List every line in the entries below that contains the word "island". Matching is case-sensitive.
===== Provided records =====
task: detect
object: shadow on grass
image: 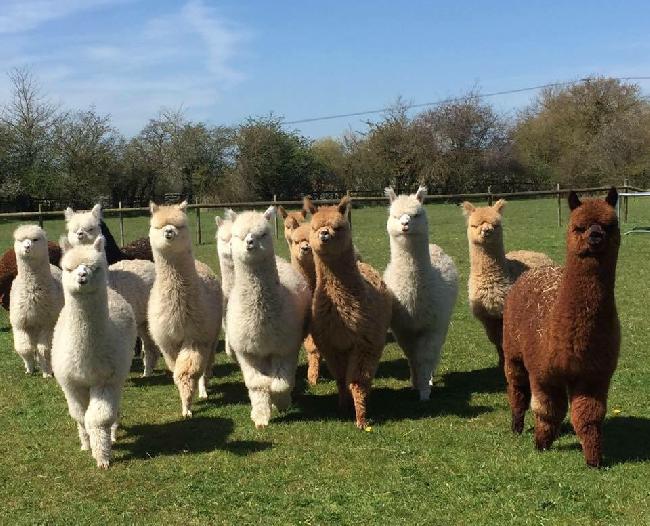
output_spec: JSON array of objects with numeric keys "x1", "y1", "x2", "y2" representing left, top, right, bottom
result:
[{"x1": 115, "y1": 417, "x2": 272, "y2": 460}]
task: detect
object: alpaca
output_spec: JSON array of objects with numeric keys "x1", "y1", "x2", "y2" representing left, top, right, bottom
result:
[
  {"x1": 148, "y1": 201, "x2": 223, "y2": 418},
  {"x1": 226, "y1": 207, "x2": 310, "y2": 429},
  {"x1": 309, "y1": 196, "x2": 392, "y2": 429},
  {"x1": 9, "y1": 225, "x2": 63, "y2": 378},
  {"x1": 65, "y1": 204, "x2": 159, "y2": 377},
  {"x1": 289, "y1": 223, "x2": 320, "y2": 385},
  {"x1": 214, "y1": 209, "x2": 235, "y2": 359},
  {"x1": 52, "y1": 236, "x2": 136, "y2": 469},
  {"x1": 384, "y1": 186, "x2": 458, "y2": 400},
  {"x1": 463, "y1": 199, "x2": 553, "y2": 368},
  {"x1": 503, "y1": 188, "x2": 621, "y2": 467}
]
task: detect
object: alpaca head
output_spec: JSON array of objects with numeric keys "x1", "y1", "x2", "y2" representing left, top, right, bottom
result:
[
  {"x1": 61, "y1": 235, "x2": 108, "y2": 295},
  {"x1": 384, "y1": 186, "x2": 429, "y2": 240},
  {"x1": 309, "y1": 196, "x2": 352, "y2": 257},
  {"x1": 230, "y1": 206, "x2": 275, "y2": 264},
  {"x1": 14, "y1": 225, "x2": 50, "y2": 263},
  {"x1": 214, "y1": 209, "x2": 235, "y2": 258},
  {"x1": 463, "y1": 199, "x2": 506, "y2": 247},
  {"x1": 567, "y1": 188, "x2": 621, "y2": 259},
  {"x1": 64, "y1": 204, "x2": 102, "y2": 246},
  {"x1": 149, "y1": 201, "x2": 192, "y2": 254},
  {"x1": 289, "y1": 223, "x2": 314, "y2": 263}
]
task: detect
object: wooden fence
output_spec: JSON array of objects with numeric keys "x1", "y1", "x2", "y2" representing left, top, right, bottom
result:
[{"x1": 0, "y1": 185, "x2": 645, "y2": 245}]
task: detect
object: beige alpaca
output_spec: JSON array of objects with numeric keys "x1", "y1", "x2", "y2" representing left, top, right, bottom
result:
[
  {"x1": 149, "y1": 201, "x2": 223, "y2": 417},
  {"x1": 463, "y1": 199, "x2": 553, "y2": 367}
]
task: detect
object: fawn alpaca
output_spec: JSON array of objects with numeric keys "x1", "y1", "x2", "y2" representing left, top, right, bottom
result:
[
  {"x1": 309, "y1": 196, "x2": 392, "y2": 429},
  {"x1": 52, "y1": 236, "x2": 136, "y2": 468},
  {"x1": 503, "y1": 188, "x2": 621, "y2": 466},
  {"x1": 463, "y1": 199, "x2": 553, "y2": 367}
]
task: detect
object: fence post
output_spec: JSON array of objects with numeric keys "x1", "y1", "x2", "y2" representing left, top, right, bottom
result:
[
  {"x1": 194, "y1": 197, "x2": 202, "y2": 245},
  {"x1": 117, "y1": 201, "x2": 124, "y2": 247},
  {"x1": 273, "y1": 194, "x2": 279, "y2": 239},
  {"x1": 555, "y1": 183, "x2": 562, "y2": 227}
]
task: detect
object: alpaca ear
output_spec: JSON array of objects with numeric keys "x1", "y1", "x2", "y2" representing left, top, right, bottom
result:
[
  {"x1": 384, "y1": 186, "x2": 397, "y2": 203},
  {"x1": 569, "y1": 190, "x2": 582, "y2": 210},
  {"x1": 91, "y1": 203, "x2": 102, "y2": 219},
  {"x1": 492, "y1": 199, "x2": 506, "y2": 214},
  {"x1": 463, "y1": 201, "x2": 476, "y2": 217},
  {"x1": 605, "y1": 186, "x2": 618, "y2": 208},
  {"x1": 302, "y1": 195, "x2": 316, "y2": 215},
  {"x1": 93, "y1": 236, "x2": 106, "y2": 252},
  {"x1": 264, "y1": 205, "x2": 275, "y2": 221},
  {"x1": 338, "y1": 195, "x2": 352, "y2": 217}
]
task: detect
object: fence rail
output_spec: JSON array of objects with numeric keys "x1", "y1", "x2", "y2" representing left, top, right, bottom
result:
[{"x1": 0, "y1": 181, "x2": 646, "y2": 245}]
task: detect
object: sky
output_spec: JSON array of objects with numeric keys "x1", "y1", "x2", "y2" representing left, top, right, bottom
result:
[{"x1": 0, "y1": 0, "x2": 650, "y2": 138}]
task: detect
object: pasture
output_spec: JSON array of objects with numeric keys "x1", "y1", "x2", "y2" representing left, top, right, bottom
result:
[{"x1": 0, "y1": 200, "x2": 650, "y2": 525}]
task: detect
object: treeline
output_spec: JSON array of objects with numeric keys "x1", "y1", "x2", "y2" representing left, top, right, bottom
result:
[{"x1": 0, "y1": 69, "x2": 650, "y2": 210}]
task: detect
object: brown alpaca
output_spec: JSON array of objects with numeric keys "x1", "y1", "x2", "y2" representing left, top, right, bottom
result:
[
  {"x1": 288, "y1": 223, "x2": 320, "y2": 385},
  {"x1": 309, "y1": 196, "x2": 392, "y2": 429},
  {"x1": 503, "y1": 188, "x2": 621, "y2": 466},
  {"x1": 463, "y1": 199, "x2": 553, "y2": 367}
]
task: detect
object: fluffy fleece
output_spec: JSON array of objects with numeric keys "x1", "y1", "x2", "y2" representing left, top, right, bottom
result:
[
  {"x1": 148, "y1": 201, "x2": 223, "y2": 417},
  {"x1": 288, "y1": 223, "x2": 320, "y2": 385},
  {"x1": 384, "y1": 187, "x2": 458, "y2": 400},
  {"x1": 463, "y1": 199, "x2": 553, "y2": 367},
  {"x1": 52, "y1": 236, "x2": 136, "y2": 468},
  {"x1": 9, "y1": 225, "x2": 63, "y2": 378},
  {"x1": 503, "y1": 188, "x2": 621, "y2": 466},
  {"x1": 226, "y1": 207, "x2": 310, "y2": 428},
  {"x1": 309, "y1": 197, "x2": 392, "y2": 429}
]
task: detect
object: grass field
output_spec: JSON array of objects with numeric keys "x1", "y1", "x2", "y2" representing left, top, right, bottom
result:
[{"x1": 0, "y1": 200, "x2": 650, "y2": 525}]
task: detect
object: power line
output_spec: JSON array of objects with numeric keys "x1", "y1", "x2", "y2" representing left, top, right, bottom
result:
[{"x1": 283, "y1": 76, "x2": 650, "y2": 124}]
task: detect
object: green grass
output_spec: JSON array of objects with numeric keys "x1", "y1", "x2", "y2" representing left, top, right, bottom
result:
[{"x1": 0, "y1": 200, "x2": 650, "y2": 525}]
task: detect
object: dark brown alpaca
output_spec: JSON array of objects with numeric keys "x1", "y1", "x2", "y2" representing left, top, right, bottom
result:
[
  {"x1": 309, "y1": 197, "x2": 392, "y2": 429},
  {"x1": 503, "y1": 188, "x2": 621, "y2": 466}
]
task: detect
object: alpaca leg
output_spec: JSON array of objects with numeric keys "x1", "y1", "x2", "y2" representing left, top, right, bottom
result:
[
  {"x1": 271, "y1": 354, "x2": 298, "y2": 411},
  {"x1": 13, "y1": 329, "x2": 36, "y2": 374},
  {"x1": 571, "y1": 382, "x2": 609, "y2": 467},
  {"x1": 174, "y1": 348, "x2": 208, "y2": 418},
  {"x1": 36, "y1": 331, "x2": 52, "y2": 378},
  {"x1": 304, "y1": 334, "x2": 320, "y2": 385},
  {"x1": 86, "y1": 385, "x2": 122, "y2": 469},
  {"x1": 504, "y1": 358, "x2": 530, "y2": 434},
  {"x1": 237, "y1": 354, "x2": 273, "y2": 429},
  {"x1": 530, "y1": 379, "x2": 568, "y2": 450},
  {"x1": 61, "y1": 383, "x2": 90, "y2": 451}
]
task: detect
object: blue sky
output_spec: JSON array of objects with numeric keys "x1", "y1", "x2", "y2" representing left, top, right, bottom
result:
[{"x1": 0, "y1": 0, "x2": 650, "y2": 137}]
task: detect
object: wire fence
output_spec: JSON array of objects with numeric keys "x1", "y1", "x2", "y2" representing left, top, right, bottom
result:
[{"x1": 0, "y1": 185, "x2": 645, "y2": 246}]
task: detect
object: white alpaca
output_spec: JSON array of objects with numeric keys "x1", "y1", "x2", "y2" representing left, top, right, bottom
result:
[
  {"x1": 214, "y1": 209, "x2": 235, "y2": 359},
  {"x1": 9, "y1": 225, "x2": 63, "y2": 378},
  {"x1": 65, "y1": 204, "x2": 160, "y2": 377},
  {"x1": 384, "y1": 187, "x2": 458, "y2": 400},
  {"x1": 149, "y1": 201, "x2": 223, "y2": 417},
  {"x1": 226, "y1": 207, "x2": 311, "y2": 428},
  {"x1": 52, "y1": 236, "x2": 136, "y2": 468}
]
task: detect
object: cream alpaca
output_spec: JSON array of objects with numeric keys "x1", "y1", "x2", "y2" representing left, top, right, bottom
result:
[
  {"x1": 65, "y1": 204, "x2": 160, "y2": 376},
  {"x1": 149, "y1": 201, "x2": 223, "y2": 417},
  {"x1": 9, "y1": 225, "x2": 63, "y2": 378},
  {"x1": 226, "y1": 207, "x2": 310, "y2": 428},
  {"x1": 384, "y1": 187, "x2": 458, "y2": 400},
  {"x1": 52, "y1": 236, "x2": 135, "y2": 468},
  {"x1": 463, "y1": 199, "x2": 553, "y2": 367}
]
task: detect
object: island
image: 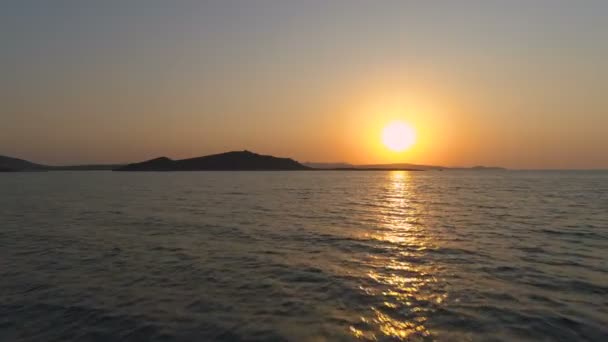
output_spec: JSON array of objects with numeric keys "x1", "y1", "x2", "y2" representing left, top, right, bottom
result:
[{"x1": 114, "y1": 150, "x2": 311, "y2": 171}]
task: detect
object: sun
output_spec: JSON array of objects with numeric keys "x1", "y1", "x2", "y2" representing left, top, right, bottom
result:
[{"x1": 382, "y1": 121, "x2": 416, "y2": 152}]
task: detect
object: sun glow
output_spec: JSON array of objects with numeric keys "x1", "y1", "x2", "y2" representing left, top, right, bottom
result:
[{"x1": 382, "y1": 121, "x2": 416, "y2": 152}]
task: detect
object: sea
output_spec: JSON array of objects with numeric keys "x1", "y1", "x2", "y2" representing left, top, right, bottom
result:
[{"x1": 0, "y1": 171, "x2": 608, "y2": 341}]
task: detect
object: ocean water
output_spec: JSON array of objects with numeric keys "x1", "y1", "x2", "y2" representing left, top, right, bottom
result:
[{"x1": 0, "y1": 171, "x2": 608, "y2": 341}]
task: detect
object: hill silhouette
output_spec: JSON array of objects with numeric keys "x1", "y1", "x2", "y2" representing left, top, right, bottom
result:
[{"x1": 115, "y1": 151, "x2": 310, "y2": 171}]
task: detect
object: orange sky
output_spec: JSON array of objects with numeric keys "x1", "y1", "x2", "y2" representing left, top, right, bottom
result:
[{"x1": 0, "y1": 0, "x2": 608, "y2": 168}]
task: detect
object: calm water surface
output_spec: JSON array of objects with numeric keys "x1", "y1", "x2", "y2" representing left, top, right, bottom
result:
[{"x1": 0, "y1": 171, "x2": 608, "y2": 341}]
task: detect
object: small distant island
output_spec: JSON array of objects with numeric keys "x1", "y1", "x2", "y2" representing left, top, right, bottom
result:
[
  {"x1": 0, "y1": 150, "x2": 505, "y2": 172},
  {"x1": 114, "y1": 151, "x2": 311, "y2": 171}
]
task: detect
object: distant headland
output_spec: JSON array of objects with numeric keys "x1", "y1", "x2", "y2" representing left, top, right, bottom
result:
[
  {"x1": 115, "y1": 151, "x2": 310, "y2": 171},
  {"x1": 0, "y1": 150, "x2": 504, "y2": 172}
]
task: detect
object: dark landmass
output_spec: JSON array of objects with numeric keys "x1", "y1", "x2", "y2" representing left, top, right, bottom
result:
[
  {"x1": 115, "y1": 151, "x2": 311, "y2": 171},
  {"x1": 0, "y1": 151, "x2": 505, "y2": 172}
]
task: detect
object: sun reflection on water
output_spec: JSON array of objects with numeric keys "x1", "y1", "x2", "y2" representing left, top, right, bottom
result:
[{"x1": 350, "y1": 171, "x2": 447, "y2": 340}]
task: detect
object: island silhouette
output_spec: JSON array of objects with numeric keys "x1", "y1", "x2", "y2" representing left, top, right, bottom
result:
[
  {"x1": 115, "y1": 150, "x2": 310, "y2": 171},
  {"x1": 0, "y1": 150, "x2": 504, "y2": 172}
]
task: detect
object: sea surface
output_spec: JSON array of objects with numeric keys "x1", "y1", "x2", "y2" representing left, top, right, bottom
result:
[{"x1": 0, "y1": 171, "x2": 608, "y2": 341}]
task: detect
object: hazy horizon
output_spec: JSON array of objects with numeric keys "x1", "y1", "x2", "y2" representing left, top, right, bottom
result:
[{"x1": 0, "y1": 0, "x2": 608, "y2": 169}]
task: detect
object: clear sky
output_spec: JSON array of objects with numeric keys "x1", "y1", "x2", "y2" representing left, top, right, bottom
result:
[{"x1": 0, "y1": 0, "x2": 608, "y2": 168}]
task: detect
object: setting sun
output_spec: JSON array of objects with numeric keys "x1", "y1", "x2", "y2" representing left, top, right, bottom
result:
[{"x1": 382, "y1": 121, "x2": 416, "y2": 152}]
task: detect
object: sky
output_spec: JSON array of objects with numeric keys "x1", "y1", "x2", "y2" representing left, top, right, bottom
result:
=====
__Output__.
object: island
object: small distant island
object: island silhouette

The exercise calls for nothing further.